--- Exercise directions ---
What is needed is every line of the data that includes the word "below". Please copy each one.
----------
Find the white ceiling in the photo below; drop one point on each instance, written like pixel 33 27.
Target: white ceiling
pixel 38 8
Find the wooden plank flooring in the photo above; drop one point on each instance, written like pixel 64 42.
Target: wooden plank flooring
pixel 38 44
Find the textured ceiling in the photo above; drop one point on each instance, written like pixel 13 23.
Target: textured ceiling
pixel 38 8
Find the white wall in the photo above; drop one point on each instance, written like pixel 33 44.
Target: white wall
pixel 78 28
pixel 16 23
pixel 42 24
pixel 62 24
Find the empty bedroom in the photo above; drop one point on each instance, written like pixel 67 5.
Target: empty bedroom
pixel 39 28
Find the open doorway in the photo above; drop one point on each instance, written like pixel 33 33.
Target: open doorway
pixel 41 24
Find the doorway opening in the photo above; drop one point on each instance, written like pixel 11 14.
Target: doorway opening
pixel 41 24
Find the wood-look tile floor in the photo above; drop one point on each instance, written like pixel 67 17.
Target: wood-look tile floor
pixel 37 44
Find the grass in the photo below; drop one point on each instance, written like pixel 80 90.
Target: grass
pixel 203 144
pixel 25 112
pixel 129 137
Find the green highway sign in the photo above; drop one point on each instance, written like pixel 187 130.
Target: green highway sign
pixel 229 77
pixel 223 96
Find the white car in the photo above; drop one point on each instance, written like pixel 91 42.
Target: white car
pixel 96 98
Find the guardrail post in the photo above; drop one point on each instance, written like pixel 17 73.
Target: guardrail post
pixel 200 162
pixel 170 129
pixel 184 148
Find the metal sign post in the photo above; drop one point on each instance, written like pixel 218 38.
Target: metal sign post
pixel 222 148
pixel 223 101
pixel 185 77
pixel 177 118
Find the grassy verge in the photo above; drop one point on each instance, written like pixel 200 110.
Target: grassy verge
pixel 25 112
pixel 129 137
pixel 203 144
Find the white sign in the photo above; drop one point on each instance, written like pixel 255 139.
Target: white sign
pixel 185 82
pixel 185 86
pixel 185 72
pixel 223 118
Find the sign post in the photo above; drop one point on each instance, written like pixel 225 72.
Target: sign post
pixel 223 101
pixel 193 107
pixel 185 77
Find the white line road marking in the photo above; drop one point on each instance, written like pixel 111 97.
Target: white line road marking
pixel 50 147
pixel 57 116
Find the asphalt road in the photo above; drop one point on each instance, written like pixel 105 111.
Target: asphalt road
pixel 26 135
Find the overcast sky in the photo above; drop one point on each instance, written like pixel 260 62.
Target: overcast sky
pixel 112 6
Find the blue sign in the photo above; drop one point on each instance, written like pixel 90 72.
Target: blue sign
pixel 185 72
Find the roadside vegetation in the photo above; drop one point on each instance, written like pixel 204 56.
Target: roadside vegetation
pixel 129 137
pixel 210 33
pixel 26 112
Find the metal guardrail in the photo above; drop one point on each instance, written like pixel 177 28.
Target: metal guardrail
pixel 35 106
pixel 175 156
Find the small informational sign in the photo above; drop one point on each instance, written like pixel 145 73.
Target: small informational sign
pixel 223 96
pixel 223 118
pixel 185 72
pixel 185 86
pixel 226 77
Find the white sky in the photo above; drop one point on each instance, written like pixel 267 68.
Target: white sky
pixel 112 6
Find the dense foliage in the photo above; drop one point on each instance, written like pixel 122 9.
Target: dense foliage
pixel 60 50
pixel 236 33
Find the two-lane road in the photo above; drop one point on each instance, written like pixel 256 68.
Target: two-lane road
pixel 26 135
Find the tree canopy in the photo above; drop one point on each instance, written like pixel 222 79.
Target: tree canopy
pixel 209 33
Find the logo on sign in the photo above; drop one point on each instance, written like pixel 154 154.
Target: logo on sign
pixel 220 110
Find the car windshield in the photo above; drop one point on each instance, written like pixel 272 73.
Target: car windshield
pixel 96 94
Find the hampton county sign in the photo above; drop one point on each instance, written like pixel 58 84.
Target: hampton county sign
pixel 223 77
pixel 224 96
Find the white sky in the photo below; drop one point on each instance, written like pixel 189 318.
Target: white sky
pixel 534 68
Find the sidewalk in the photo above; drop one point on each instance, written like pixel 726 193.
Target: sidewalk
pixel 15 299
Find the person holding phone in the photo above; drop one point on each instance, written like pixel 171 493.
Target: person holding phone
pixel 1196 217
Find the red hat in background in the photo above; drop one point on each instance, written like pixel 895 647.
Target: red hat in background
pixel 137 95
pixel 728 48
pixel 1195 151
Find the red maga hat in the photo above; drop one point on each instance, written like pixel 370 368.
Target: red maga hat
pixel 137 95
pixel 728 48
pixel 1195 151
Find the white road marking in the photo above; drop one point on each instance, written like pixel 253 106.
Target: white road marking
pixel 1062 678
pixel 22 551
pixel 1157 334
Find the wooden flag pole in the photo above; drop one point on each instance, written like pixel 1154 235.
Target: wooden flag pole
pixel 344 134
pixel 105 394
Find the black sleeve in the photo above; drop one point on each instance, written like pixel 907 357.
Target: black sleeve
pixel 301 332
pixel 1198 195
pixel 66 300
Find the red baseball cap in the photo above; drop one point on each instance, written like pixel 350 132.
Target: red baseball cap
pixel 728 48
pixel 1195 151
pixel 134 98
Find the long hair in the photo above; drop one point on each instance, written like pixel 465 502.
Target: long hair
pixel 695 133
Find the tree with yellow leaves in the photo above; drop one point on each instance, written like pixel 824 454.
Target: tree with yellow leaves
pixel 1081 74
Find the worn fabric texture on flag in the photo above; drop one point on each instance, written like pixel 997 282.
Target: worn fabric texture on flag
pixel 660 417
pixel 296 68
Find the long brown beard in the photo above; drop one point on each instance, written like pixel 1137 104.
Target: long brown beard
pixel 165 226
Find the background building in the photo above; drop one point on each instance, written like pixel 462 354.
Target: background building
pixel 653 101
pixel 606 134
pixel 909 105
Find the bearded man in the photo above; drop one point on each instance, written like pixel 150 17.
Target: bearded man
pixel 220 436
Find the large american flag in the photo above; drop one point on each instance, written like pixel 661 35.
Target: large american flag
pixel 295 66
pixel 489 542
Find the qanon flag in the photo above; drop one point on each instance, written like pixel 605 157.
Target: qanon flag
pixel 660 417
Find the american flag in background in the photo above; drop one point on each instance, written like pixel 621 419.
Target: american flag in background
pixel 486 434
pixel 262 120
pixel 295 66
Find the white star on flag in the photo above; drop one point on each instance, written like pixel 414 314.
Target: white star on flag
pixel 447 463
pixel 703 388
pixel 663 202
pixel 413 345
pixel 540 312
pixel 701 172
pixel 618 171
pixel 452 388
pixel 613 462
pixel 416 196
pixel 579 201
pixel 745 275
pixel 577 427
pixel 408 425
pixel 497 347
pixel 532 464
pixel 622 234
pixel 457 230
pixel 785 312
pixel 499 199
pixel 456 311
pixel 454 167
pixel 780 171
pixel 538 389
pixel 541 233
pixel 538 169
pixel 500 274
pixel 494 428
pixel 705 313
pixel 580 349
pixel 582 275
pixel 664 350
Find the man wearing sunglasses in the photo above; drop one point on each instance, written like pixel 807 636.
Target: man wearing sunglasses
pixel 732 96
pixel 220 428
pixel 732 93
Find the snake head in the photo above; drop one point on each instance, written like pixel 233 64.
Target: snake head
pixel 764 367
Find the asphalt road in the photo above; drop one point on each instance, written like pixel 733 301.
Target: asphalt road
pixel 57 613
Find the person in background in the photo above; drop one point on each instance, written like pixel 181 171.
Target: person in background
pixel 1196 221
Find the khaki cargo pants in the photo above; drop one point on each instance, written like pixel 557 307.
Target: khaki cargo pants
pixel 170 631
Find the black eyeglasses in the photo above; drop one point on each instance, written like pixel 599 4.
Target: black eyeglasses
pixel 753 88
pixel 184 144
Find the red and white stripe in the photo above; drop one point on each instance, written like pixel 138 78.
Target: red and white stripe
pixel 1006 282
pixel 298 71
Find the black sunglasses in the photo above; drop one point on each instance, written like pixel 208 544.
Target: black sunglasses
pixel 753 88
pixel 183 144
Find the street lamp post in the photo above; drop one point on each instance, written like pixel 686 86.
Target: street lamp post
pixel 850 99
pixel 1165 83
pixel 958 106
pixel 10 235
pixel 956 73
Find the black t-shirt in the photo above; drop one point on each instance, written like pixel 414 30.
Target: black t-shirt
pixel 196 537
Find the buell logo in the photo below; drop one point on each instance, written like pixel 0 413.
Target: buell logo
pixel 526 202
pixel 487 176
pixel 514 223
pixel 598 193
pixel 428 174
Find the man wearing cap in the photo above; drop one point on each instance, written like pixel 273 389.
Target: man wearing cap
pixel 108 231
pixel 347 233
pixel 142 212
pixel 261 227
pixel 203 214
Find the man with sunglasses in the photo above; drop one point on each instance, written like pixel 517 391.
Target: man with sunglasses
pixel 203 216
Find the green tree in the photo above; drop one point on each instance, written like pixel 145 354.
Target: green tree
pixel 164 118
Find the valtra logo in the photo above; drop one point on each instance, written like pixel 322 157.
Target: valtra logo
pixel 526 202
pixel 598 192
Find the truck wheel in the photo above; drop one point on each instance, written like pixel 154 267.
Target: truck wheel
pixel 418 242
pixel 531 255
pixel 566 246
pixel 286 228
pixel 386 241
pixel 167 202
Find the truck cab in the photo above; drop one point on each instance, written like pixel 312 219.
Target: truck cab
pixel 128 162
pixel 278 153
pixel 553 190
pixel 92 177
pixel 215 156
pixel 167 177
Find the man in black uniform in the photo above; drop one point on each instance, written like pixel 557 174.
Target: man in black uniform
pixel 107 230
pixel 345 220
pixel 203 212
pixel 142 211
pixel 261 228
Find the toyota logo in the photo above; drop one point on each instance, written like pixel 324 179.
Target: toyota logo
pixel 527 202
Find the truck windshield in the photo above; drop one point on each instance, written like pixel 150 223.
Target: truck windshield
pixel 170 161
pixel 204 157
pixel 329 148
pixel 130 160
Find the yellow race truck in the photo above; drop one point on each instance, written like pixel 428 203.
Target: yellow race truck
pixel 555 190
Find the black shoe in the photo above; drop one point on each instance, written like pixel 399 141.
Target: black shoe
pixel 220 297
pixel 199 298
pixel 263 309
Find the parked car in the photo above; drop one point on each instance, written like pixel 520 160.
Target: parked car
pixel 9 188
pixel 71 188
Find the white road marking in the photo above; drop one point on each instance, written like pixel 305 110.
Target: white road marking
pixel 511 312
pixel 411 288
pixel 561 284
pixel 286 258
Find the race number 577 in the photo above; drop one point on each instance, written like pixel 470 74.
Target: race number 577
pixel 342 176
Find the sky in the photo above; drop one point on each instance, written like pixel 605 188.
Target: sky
----------
--- Answer space ---
Find the white ceiling in the photo below; drop one point on each instance, written like pixel 33 27.
Find the grass in the photo below; drop one point on each instance, written like pixel 80 90.
Find the white sky in the photo below; drop one point on each instance, written like pixel 189 318.
Find the buell logo in the photo below; drop one point on each instance, written like pixel 0 413.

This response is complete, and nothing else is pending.